| Exercise data |
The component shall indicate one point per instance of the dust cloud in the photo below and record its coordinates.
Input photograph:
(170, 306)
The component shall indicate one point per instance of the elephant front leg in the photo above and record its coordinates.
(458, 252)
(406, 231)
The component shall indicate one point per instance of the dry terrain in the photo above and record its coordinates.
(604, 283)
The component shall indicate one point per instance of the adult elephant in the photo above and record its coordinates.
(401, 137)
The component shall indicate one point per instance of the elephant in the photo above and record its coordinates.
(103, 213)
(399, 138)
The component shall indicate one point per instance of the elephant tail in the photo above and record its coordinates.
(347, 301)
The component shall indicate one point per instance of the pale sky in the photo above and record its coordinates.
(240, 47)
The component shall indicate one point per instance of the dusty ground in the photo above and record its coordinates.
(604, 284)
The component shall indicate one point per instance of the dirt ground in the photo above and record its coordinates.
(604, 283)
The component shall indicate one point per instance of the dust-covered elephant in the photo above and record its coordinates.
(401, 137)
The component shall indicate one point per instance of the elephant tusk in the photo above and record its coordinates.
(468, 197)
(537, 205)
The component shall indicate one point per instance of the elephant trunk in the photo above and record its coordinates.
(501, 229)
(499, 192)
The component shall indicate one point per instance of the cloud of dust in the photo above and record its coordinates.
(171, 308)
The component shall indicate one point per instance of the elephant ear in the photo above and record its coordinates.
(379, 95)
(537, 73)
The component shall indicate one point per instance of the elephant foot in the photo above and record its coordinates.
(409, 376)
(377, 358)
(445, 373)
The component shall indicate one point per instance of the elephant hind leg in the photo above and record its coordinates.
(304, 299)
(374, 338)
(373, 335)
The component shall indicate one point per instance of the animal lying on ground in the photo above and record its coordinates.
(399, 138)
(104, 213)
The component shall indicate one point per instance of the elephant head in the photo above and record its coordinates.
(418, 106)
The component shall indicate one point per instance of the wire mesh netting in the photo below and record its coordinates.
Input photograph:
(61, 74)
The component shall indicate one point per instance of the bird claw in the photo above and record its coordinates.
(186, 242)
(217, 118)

| Problem to solve |
From the records above, extract every line exactly as it stands.

| Exercise response |
The component shall indicate one point per instance of the dust cloud in the photo below and record its coordinates.
Input photograph:
(170, 306)
The component shall indicate one point per instance of the elephant front leg in the photo above and record its coordinates.
(458, 252)
(406, 231)
The component shall indicate one point per instance of the dry terrain in the photo above and record its coordinates.
(604, 283)
The component shall indicate one point per instance of the adult elephant in the photo above and record its coordinates.
(401, 137)
The component shall indicate one point per instance of the elephant in the photo above and record its coordinates.
(103, 213)
(399, 138)
The component shall indicate one point per instance of the elephant tail in the photo above and record its coordinates.
(347, 301)
The component shall indicate one point per instance of the pale sky in the photo above and record its coordinates.
(240, 47)
The component shall indicate one point per instance of the dusty ground in the photo above and record its coordinates.
(604, 284)
The component shall indicate one point per instance of the dirt ground in the photo above and record its coordinates.
(604, 283)
The component shall indicate one point per instance of the dust-covered elephant in the photo above and record its coordinates.
(401, 137)
The component shall indicate one point per instance of the elephant tusk in the photo above and record its coordinates.
(468, 197)
(537, 205)
The component shall indicate one point per instance of the elephant trunk in the photo above and record its coordinates.
(501, 229)
(499, 192)
The component shall indicate one point per instance of the cloud of dust in the photo above and record its coordinates.
(171, 308)
The component shall indicate one point per instance of the elephant ear in the photo above and record its coordinates.
(379, 95)
(537, 73)
The component shall indicate one point per instance of the elephant foot in the photo above and record its coordinates.
(409, 376)
(377, 358)
(445, 373)
The component shall indicate one point per instance of the elephant hind leg in the photo above and record its coordinates.
(304, 299)
(374, 338)
(373, 335)
The component shall indicate one point per instance of the animal lying on ground in the photo above and record its coordinates.
(399, 138)
(104, 213)
The component shall indicate one point per instance of the elephant head in the photo above and record its coordinates.
(418, 106)
The component shall indicate one point per instance of the wire mesh netting in the photo below and record its coordinates.
Input photograph:
(61, 74)
The component shall indicate one point per instance of the bird claw in the photo above and record its coordinates.
(186, 242)
(217, 118)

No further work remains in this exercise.